**EXERCISE REQUIREMENTS:**
According to the passage on financial regulatory reform, what share of UK GDP does the financial sector account for?

— Begin SOURCE —

Quite often when we discuss financial regulation it’s easy to become lost in the technical detail, the minutiae of complex reform and the alphabet soup of European directives, from CRD through MIFID to EMIR.
And I’ve had to make plenty of speeches over the past couple of years which have been pretty detailed and technical.
Today I’d like to use this opportunity to take a step back and look at what we are trying to achieve through regulatory reform.
And in explaining our reform objectives I’d like to focus in particular on one of the key lessons from financial crisis, the need for a macroprudential approach to complement high firm by firm prudential standards.
Let me start by explaining our objectives for regulatory reform.
We are committed to reform that secures a stable and successful financial sector with a global outlook … a sector that provides sustainable lending, supports sustainable growth, but one that doesn’t put our wider economic stability in jeopardy.
And yes, it’s an objective that contains an inherent dilemma … how can we reform the sector without undermining the competitiveness, and stifling the innovation that continues to be critical to its growth and success?
And given the strength and importance of financial services in the UK, and the global leadership of the City of London, it’s a particularly British Dilemma.
A successful financial sector is vital to the UK economy, channelling the funds of savers to investment opportunities, transforming our bank deposits into loans to our businesses and helping businesses and individuals manage risk.
But of course London is home to a financial centre that serves not just the UK but the wider world. Year after year the City of London ranks as the world’s most competitive financial sector, with the UK home to the largest insurance industry in Europe, and the second largest fund management industry in the world.
The financial sector accounts for around 10% of UK GDP, employs over 2 million people in financial and professional services, and provides indispensable services to millions of people and businesses across the country, and indeed across Europe and the world.
So a successful financial sector is in our critical economic interest.
But that does not mean going soft on regulation. Events of the last few years provide stark evidence of the lasting damage that can be wrought by an inadequately regulated financial sector.
It is only by reforming regulation to ensure the stability of the financial sector, that we can secure a foundation of sustainable lending to households and businesses across the economy.
But disproportionate regulation brings with it significant costs, undermining growth by limiting the capacity of the sector to lend to the wider economy.
The financial crisis revealed many regulatory failings, but perhaps the two most important were:
- inadequate microprudential regulation and supervision of banks; and
- the mistaken belief that the soundness of individual banks implied the system itself was sound; meaning regulators failed to monitor and address the build up of systemic risks in financial markets.
Touching first on firm-by-firm bank regulation, there is an international consensus, reflected in the G20-endorsed Basel agreement, that banks need to be subject to significantly tougher minimum capital, liquidity and leverage standards.

— End SOURCE —
— Begin DATA SECTION —

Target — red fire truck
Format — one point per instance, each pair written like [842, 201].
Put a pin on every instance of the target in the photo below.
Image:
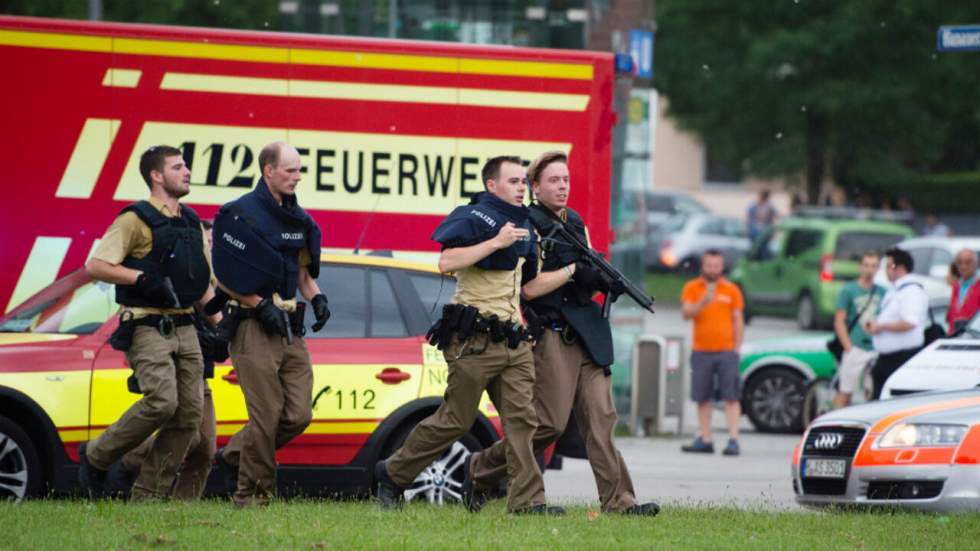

— End DATA SECTION —

**FINISHED TASK:**
Around 10% of UK GDP.